Below are several records. Retype exactly those lines running from the one with "Identify each instance of the red" through the one with "Identify each instance of the rear", end lines included, and no others.

◆ Extracted data
+ + + + + + +

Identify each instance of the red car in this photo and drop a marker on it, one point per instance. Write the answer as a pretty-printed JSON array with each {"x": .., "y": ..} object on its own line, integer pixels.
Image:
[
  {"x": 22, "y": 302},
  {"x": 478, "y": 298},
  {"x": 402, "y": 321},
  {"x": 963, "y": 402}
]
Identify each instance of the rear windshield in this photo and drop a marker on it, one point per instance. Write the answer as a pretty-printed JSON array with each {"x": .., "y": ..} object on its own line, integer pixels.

+ + + + + + +

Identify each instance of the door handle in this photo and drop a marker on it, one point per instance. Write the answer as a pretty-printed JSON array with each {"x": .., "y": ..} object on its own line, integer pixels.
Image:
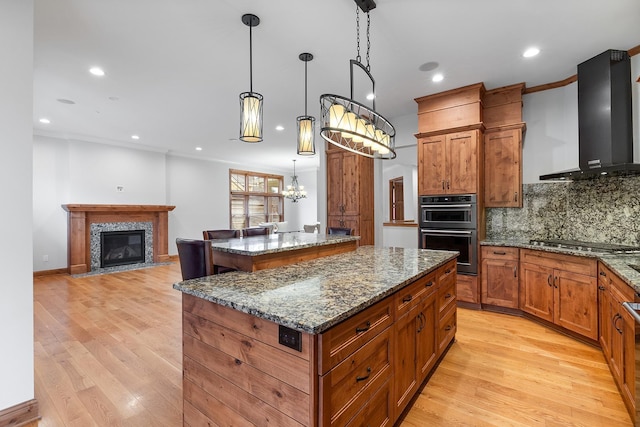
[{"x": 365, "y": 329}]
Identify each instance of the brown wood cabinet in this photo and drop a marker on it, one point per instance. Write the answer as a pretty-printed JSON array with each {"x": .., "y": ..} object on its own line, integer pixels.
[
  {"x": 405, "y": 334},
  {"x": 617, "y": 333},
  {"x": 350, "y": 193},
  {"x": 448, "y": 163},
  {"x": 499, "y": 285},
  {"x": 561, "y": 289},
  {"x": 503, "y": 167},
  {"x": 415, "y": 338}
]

+ + + + + + +

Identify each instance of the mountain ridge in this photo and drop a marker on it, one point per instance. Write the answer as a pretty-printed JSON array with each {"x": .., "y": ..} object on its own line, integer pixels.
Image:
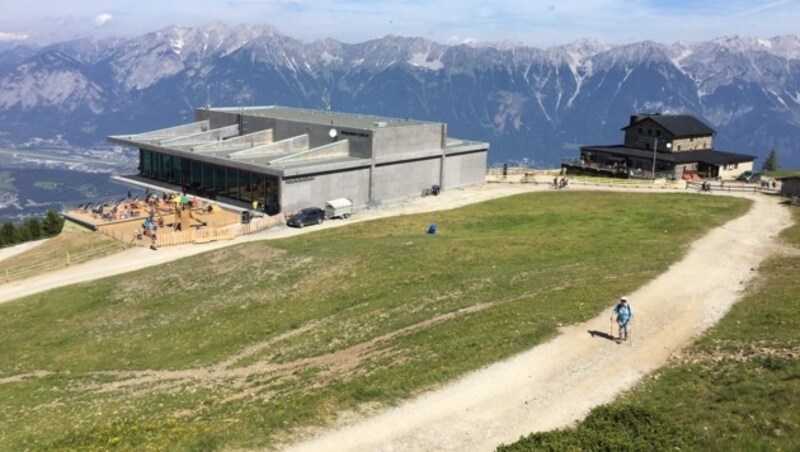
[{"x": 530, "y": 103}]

+ + + + + + +

◆ Output of the task
Identify each instance of the red car in this photo and drop a marker on it, one point per instance. Write the answer as a pretty-printed JSON array with each {"x": .., "y": ..} object on its own line, integer pixels.
Image:
[
  {"x": 22, "y": 302},
  {"x": 478, "y": 298},
  {"x": 402, "y": 321},
  {"x": 963, "y": 402}
]
Identify each instance of the rear windshield in this photo and drop a marker on it, one point per instance. Write the answer as a pretty-printed JSON array with each {"x": .., "y": ..} object on its own line, integer pixels.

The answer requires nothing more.